### [Collected data]

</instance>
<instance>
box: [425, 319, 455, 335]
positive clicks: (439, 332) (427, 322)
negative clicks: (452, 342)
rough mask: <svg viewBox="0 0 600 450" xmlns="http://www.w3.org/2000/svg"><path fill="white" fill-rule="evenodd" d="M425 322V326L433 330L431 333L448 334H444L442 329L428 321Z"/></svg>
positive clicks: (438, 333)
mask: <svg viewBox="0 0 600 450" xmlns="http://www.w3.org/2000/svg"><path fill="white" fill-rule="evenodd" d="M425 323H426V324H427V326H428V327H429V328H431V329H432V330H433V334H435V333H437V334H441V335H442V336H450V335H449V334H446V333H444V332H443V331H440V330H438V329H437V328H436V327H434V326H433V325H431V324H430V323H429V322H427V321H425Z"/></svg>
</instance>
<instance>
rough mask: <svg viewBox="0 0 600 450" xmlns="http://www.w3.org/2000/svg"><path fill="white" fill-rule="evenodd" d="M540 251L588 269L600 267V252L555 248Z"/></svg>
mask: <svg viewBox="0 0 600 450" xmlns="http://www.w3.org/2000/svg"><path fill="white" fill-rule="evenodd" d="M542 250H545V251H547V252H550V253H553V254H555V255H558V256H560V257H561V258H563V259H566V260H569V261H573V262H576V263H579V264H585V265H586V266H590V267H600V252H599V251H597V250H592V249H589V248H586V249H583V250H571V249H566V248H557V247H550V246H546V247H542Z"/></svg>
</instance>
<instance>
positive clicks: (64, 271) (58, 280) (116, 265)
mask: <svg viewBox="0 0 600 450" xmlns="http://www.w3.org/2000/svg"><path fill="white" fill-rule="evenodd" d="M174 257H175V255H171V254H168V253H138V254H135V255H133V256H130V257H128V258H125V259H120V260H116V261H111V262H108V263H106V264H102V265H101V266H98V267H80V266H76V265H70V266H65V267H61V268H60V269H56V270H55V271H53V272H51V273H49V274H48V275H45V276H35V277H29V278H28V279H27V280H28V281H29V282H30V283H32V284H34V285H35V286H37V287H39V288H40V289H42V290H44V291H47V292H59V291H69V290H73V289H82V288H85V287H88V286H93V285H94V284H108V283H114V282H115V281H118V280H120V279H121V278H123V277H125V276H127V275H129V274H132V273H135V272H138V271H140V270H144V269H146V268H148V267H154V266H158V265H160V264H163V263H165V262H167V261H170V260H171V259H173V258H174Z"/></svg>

### [WORK REQUEST]
Starting with the first line above and ending with the line that holds "322V326L433 330L431 333L448", restate each line word for word and add nothing else.

### [TASK OUTPUT]
</instance>
<instance>
box: [425, 319, 455, 335]
positive clicks: (439, 332) (427, 322)
negative clicks: (452, 342)
rough mask: <svg viewBox="0 0 600 450" xmlns="http://www.w3.org/2000/svg"><path fill="white" fill-rule="evenodd" d="M425 322V326L433 330L431 333L448 334H444L442 329L428 321Z"/></svg>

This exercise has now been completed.